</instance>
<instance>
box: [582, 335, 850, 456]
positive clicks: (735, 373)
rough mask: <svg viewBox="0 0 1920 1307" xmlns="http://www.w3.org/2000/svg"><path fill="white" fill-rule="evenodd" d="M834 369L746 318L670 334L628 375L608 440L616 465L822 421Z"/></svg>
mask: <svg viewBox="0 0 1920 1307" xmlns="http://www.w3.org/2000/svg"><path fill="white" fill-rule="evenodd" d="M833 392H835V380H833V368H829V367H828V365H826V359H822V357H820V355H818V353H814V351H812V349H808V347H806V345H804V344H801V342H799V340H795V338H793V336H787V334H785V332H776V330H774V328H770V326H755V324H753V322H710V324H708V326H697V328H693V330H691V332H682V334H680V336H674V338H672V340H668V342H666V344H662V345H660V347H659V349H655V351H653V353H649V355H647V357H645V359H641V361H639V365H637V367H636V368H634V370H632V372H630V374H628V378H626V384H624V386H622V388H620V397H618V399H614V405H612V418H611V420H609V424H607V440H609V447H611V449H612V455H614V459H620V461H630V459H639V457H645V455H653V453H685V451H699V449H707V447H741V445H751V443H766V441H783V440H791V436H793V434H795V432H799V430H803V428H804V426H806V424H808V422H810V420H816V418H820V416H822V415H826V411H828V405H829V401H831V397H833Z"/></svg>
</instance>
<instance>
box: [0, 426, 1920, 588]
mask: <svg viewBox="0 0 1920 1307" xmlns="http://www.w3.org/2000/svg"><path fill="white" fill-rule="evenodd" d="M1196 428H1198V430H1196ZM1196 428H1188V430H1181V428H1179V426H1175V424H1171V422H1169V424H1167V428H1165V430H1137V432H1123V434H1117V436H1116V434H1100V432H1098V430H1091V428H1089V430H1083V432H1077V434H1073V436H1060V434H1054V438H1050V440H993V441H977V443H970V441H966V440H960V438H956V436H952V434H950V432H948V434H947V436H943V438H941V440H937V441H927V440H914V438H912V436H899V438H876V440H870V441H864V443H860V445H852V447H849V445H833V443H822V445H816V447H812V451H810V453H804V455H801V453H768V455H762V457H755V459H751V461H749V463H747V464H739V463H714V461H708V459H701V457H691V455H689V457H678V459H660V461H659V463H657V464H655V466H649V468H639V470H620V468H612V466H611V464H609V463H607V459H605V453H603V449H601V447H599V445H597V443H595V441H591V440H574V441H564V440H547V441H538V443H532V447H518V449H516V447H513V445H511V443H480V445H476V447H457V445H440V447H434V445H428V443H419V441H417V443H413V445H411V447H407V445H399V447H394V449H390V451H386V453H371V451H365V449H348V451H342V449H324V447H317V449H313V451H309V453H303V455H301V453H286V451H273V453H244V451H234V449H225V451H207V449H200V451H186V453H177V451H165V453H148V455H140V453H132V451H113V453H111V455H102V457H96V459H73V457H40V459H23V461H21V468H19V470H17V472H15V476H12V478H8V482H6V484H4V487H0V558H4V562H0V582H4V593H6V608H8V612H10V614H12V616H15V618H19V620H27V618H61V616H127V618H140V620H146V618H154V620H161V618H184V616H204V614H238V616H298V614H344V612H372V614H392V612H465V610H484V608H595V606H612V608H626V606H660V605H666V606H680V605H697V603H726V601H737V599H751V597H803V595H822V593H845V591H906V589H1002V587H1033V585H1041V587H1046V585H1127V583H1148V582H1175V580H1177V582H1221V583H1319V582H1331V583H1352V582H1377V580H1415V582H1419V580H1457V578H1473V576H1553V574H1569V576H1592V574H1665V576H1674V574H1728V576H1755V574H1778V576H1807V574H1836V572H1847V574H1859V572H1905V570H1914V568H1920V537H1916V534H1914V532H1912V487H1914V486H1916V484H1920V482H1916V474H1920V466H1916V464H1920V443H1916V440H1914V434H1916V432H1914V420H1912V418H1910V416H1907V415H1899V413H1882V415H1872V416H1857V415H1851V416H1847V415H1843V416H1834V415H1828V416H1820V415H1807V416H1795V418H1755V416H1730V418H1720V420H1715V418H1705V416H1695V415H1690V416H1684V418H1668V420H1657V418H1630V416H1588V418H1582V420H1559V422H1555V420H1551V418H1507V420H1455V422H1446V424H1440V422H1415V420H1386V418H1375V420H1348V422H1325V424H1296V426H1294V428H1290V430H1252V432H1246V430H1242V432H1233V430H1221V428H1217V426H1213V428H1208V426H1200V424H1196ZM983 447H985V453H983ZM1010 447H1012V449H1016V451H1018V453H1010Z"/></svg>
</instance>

····················

Print every entry exactly.

◆ YOUR SOLUTION:
</instance>
<instance>
box: [582, 335, 850, 456]
positive clicks: (735, 373)
rough mask: <svg viewBox="0 0 1920 1307" xmlns="http://www.w3.org/2000/svg"><path fill="white" fill-rule="evenodd" d="M834 369L746 318L670 334L628 375L608 440L616 465L822 421Z"/></svg>
mask: <svg viewBox="0 0 1920 1307" xmlns="http://www.w3.org/2000/svg"><path fill="white" fill-rule="evenodd" d="M833 392H835V380H833V368H829V367H828V365H826V359H822V357H820V355H818V353H814V351H812V349H808V347H806V345H804V344H801V342H799V340H795V338H793V336H787V334H785V332H776V330H774V328H770V326H755V324H753V322H710V324H708V326H697V328H693V330H691V332H682V334H680V336H674V338H672V340H668V342H666V344H662V345H660V347H659V349H655V351H653V353H649V355H647V357H645V359H641V361H639V365H637V367H636V368H634V370H632V372H630V374H628V378H626V384H624V386H622V388H620V397H618V399H614V405H612V418H611V420H609V424H607V440H609V447H611V449H612V455H614V459H620V461H630V459H639V457H645V455H653V453H685V451H699V449H707V447H741V445H751V443H766V441H783V440H791V436H793V434H795V432H799V430H803V428H804V426H806V424H808V422H810V420H816V418H820V416H822V415H826V411H828V405H829V401H831V397H833Z"/></svg>
</instance>
<instance>
box: [0, 426, 1920, 588]
mask: <svg viewBox="0 0 1920 1307" xmlns="http://www.w3.org/2000/svg"><path fill="white" fill-rule="evenodd" d="M1196 428H1198V430H1196ZM1196 428H1188V430H1181V428H1179V426H1175V424H1171V422H1169V424H1167V428H1165V430H1137V432H1123V434H1117V436H1116V434H1100V432H1098V430H1091V428H1089V430H1083V432H1077V434H1073V436H1060V434H1054V438H1050V440H993V441H977V443H970V441H966V440H960V438H956V436H952V434H950V432H948V434H947V436H943V438H941V440H937V441H927V440H914V438H912V436H899V438H876V440H870V441H864V443H860V445H852V447H849V445H833V443H822V445H816V447H812V451H810V453H804V455H801V453H768V455H762V457H755V459H751V461H749V463H747V464H739V463H714V461H708V459H701V457H691V455H689V457H678V459H660V461H659V463H657V464H655V466H649V468H639V470H620V468H612V466H611V464H609V463H607V459H605V453H603V449H601V447H599V445H597V443H595V441H591V440H574V441H564V440H547V441H538V443H532V447H518V449H516V447H513V445H511V443H480V445H476V447H457V445H440V447H434V445H428V443H419V441H417V443H413V445H411V447H407V445H399V447H394V449H390V451H386V453H371V451H365V449H348V451H342V449H324V447H317V449H313V451H309V453H303V455H301V453H286V451H273V453H244V451H234V449H225V451H207V449H200V451H186V453H177V451H165V453H148V455H140V453H132V451H113V453H111V455H102V457H96V459H73V457H40V459H23V461H21V468H19V470H17V472H15V476H12V478H8V482H6V484H4V487H0V558H4V562H0V582H4V593H6V608H8V612H10V614H12V616H15V618H19V620H27V618H61V616H127V618H140V620H146V618H154V620H161V618H184V616H204V614H238V616H298V614H344V612H372V614H392V612H465V610H484V608H595V606H612V608H626V606H660V605H666V606H680V605H697V603H726V601H737V599H751V597H803V595H822V593H845V591H906V589H1002V587H1033V585H1041V587H1046V585H1127V583H1148V582H1175V580H1177V582H1221V583H1319V582H1331V583H1352V582H1377V580H1415V582H1419V580H1457V578H1473V576H1553V574H1569V576H1592V574H1665V576H1674V574H1728V576H1755V574H1778V576H1807V574H1836V572H1847V574H1859V572H1905V570H1914V568H1920V537H1916V534H1914V532H1912V487H1914V486H1916V484H1920V482H1916V474H1920V466H1916V464H1920V443H1916V440H1914V434H1916V432H1914V420H1912V418H1910V416H1907V415H1899V413H1882V415H1872V416H1857V415H1851V416H1847V415H1843V416H1834V415H1828V416H1820V415H1807V416H1795V418H1755V416H1730V418H1720V420H1715V418H1705V416H1695V415H1690V416H1684V418H1668V420H1657V418H1630V416H1588V418H1582V420H1559V422H1555V420H1551V418H1507V420H1455V422H1446V424H1440V422H1415V420H1386V418H1375V420H1348V422H1325V424H1296V426H1294V428H1290V430H1252V432H1246V430H1242V432H1233V430H1221V428H1217V426H1213V428H1208V426H1200V424H1196ZM983 447H985V453H983ZM1010 447H1012V449H1016V451H1018V453H1010Z"/></svg>
</instance>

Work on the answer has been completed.